>> START

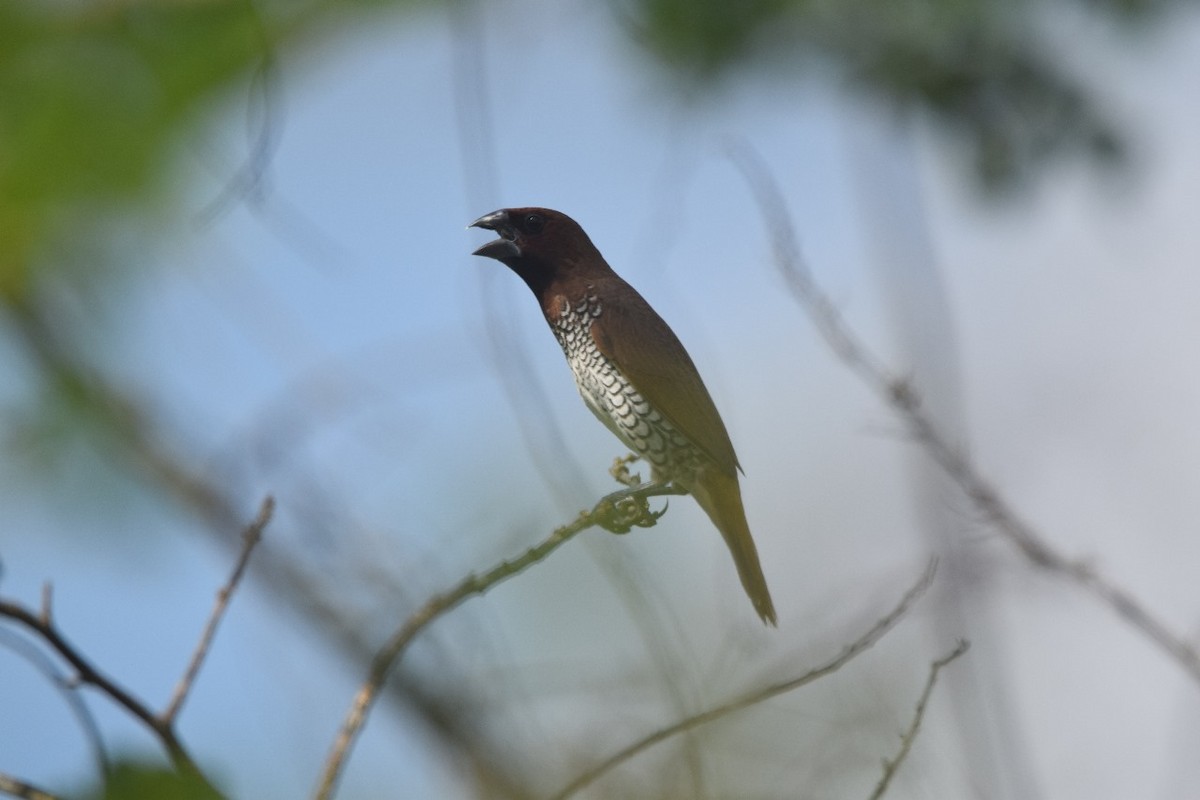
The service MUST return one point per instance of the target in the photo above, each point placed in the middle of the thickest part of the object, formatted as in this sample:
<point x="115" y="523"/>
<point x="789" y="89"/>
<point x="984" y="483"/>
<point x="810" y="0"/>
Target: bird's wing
<point x="635" y="338"/>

>> END

▶ Your goal
Rewrite the entries above, replacing "thickest part" with "widest part" and keeping everything else the same. Leave out the pictures.

▶ Solution for this exercise
The service MUST return one point per instance of the target in the photo above, each point placed in the middle of the widest part of the object, formatted as in this sample:
<point x="115" y="523"/>
<point x="789" y="89"/>
<point x="984" y="483"/>
<point x="810" y="0"/>
Target: bird's wing
<point x="635" y="338"/>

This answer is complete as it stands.